▸ **Records supplied**:
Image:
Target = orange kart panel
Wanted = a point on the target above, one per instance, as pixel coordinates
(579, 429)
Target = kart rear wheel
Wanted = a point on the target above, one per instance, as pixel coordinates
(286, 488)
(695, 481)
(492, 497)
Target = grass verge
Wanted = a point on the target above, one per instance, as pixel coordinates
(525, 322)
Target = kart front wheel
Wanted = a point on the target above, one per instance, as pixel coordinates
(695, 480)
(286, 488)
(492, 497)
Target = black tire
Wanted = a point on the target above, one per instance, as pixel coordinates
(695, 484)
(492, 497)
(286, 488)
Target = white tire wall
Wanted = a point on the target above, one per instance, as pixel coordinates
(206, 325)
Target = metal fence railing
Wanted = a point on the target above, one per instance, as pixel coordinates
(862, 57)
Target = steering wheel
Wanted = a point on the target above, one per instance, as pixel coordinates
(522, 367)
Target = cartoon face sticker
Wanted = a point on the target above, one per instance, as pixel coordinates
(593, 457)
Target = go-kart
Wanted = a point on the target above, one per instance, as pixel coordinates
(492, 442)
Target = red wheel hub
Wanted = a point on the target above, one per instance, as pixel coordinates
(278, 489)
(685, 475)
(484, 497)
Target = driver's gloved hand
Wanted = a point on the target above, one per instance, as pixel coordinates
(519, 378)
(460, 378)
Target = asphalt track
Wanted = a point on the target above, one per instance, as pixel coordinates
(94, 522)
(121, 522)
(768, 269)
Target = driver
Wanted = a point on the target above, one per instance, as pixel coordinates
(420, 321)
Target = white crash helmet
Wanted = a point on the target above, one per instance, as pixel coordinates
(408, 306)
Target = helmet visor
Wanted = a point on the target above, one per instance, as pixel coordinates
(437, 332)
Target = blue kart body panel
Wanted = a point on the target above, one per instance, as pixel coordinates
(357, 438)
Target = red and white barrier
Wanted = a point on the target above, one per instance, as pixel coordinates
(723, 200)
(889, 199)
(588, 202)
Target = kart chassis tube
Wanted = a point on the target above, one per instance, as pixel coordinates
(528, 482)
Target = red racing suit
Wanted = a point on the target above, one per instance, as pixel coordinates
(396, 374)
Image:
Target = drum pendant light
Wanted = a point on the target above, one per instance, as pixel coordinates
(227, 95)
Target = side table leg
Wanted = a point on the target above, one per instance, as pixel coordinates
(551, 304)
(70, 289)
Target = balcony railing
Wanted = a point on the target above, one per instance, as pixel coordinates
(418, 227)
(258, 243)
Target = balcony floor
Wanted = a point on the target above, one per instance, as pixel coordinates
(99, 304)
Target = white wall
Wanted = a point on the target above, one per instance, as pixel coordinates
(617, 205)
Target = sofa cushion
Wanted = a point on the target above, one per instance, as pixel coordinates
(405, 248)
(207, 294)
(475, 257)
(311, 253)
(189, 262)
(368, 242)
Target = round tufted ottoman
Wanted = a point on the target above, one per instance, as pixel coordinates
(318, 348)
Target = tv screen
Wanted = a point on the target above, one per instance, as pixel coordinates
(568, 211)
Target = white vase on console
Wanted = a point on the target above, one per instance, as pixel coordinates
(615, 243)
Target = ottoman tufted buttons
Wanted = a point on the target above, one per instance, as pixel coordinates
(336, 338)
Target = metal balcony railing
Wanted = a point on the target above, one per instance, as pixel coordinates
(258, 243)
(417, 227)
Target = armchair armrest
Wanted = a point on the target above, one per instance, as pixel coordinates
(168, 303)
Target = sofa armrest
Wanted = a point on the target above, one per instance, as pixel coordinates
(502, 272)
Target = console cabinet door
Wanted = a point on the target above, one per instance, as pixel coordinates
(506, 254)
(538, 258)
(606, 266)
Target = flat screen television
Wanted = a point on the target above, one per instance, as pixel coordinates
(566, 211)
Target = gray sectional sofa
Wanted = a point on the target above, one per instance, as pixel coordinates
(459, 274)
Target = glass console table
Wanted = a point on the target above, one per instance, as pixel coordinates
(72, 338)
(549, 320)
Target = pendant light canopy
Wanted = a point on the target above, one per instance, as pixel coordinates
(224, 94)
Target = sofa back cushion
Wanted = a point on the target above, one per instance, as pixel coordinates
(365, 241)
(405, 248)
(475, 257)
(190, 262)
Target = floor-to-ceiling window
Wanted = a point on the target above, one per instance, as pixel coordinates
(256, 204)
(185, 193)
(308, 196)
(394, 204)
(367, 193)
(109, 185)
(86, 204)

▸ **Written task**:
Rewrite these lines as a JSON list of strings, with one string per line and blank lines left out. Include every line of the records.

▸ **Task answer**:
[
  "Image:",
  "Target = orange kart panel",
  "Wanted = a point on the target above, one per instance, as pixel coordinates",
  "(579, 429)",
  "Target = kart rear wheel",
  "Wanted = a point on the target above, one per instance, as pixel coordinates",
  "(286, 488)",
  "(695, 481)",
  "(492, 497)",
  "Target = grass verge",
  "Wanted = a point on the target above, one per instance, as pixel coordinates",
  "(525, 322)",
  "Target = kart front wheel",
  "Wanted = a point on the target above, one per instance, as pixel coordinates",
  "(695, 480)",
  "(286, 488)",
  "(492, 497)",
  "Target = black tire",
  "Wanted = a point on the target above, one per instance, as pixel coordinates",
  "(695, 484)",
  "(492, 497)",
  "(286, 488)",
  "Target = white tire wall",
  "Wanted = a point on the target above, one per instance, as pixel coordinates",
  "(206, 325)",
  "Target = metal fence railing",
  "Wanted = a point on the target above, one per instance, as pixel coordinates",
  "(862, 57)",
  "Target = steering wheel",
  "Wanted = a point on the target above, one per instance, as pixel coordinates",
  "(522, 367)",
  "Target = cartoon face sticker",
  "Wanted = a point on the target above, one per instance, as pixel coordinates",
  "(593, 457)",
  "Target = go-kart",
  "Wanted = a point on the target above, one per instance, as pixel coordinates",
  "(492, 442)",
  "Target = red wheel hub",
  "Wanted = a point on the target above, one per instance, as pixel coordinates",
  "(278, 489)",
  "(685, 475)",
  "(484, 497)",
  "Target = driver's gloved hand",
  "Wanted = a point on the target above, one per instance, as pixel coordinates",
  "(519, 378)",
  "(460, 378)",
  "Target = asphalt track",
  "Wanted = a point on the target above, one per instance, as pixel coordinates",
  "(94, 522)",
  "(121, 522)",
  "(768, 269)",
  "Target = driver",
  "Wanted = a point on the target above, one per instance, as pixel coordinates",
  "(420, 321)",
  "Target = white crash helmet",
  "Wanted = a point on the target above, one per instance, as pixel coordinates",
  "(408, 306)",
  "Target = helmet visor",
  "Wanted = a point on the target above, one per instance, as pixel coordinates",
  "(437, 332)",
  "Target = blue kart body panel",
  "Wanted = a point on the target above, one per instance, as pixel coordinates",
  "(357, 438)",
  "Target = red and white barrier",
  "Wanted = a point on the target above, one per instance, as pixel coordinates",
  "(723, 200)",
  "(889, 199)",
  "(588, 202)",
  "Target = kart chassis tube",
  "Wanted = a point on the target above, one per instance, as pixel coordinates",
  "(528, 482)",
  "Target = red racing suit",
  "Wanted = a point on the target above, one per instance, as pixel coordinates",
  "(396, 374)",
  "Image:",
  "Target = drum pendant light",
  "Wanted = a point on the target above, one per instance, as pixel coordinates",
  "(227, 95)",
  "Target = side table leg",
  "Wanted = a point on the target above, one per instance, as pixel coordinates",
  "(551, 304)",
  "(70, 289)",
  "Target = balcony railing",
  "Wanted = a point on the target above, one per instance, as pixel coordinates",
  "(418, 227)",
  "(258, 243)",
  "Target = balcony floor",
  "Wanted = a point on the target above, one per instance, as pixel coordinates",
  "(99, 304)",
  "Target = white wall",
  "Wanted = a point on the target above, one per instance, as pixel coordinates",
  "(617, 205)",
  "Target = sofa cushion",
  "Wanted = a point on the target above, one per instance, as pixel coordinates",
  "(405, 248)",
  "(207, 294)",
  "(475, 257)",
  "(311, 253)",
  "(189, 262)",
  "(368, 242)",
  "Target = round tufted ottoman",
  "Wanted = a point on the target above, one per instance, as pixel coordinates",
  "(318, 348)",
  "Target = tv screen",
  "Wanted = a point on the target above, one per instance, as pixel coordinates",
  "(568, 211)",
  "Target = white vase on console",
  "Wanted = a point on the target above, one per instance, as pixel coordinates",
  "(615, 243)",
  "Target = ottoman tufted buttons",
  "Wanted = a point on the target above, one per instance, as pixel coordinates",
  "(336, 338)",
  "Target = metal balcony railing",
  "Wanted = a point on the target above, one per instance, as pixel coordinates",
  "(258, 243)",
  "(417, 227)",
  "Target = armchair armrest",
  "Wanted = a point on the target above, one per instance, as pixel coordinates",
  "(168, 303)",
  "Target = sofa armrest",
  "Wanted = a point on the target above, one per instance, as pixel coordinates",
  "(502, 272)",
  "Target = console cabinet door",
  "Wanted = a point on the target above, one per instance, as pixel coordinates",
  "(506, 254)",
  "(538, 258)",
  "(606, 266)",
  "Target = flat screen television",
  "Wanted = a point on the target above, one per instance, as pixel coordinates",
  "(566, 211)",
  "Target = gray sectional sofa",
  "Wanted = a point on the target above, one per instance, as pixel coordinates",
  "(459, 274)",
  "Target = glass console table",
  "Wanted = a point on the target above, one per instance, as pixel coordinates",
  "(72, 338)",
  "(549, 320)",
  "Target = pendant light canopy",
  "Wanted = a point on the target above, one per instance, as pixel coordinates",
  "(224, 94)",
  "Target = sofa back cushion",
  "Wanted = a point on the target above, one per instance, as pixel coordinates",
  "(365, 241)",
  "(405, 248)",
  "(475, 257)",
  "(190, 262)",
  "Target = floor-to-ceiling window",
  "Wanted = a point on the target above, one per instance, as pixel coordinates",
  "(256, 204)",
  "(185, 193)",
  "(308, 196)",
  "(394, 204)",
  "(367, 193)",
  "(109, 185)",
  "(86, 204)"
]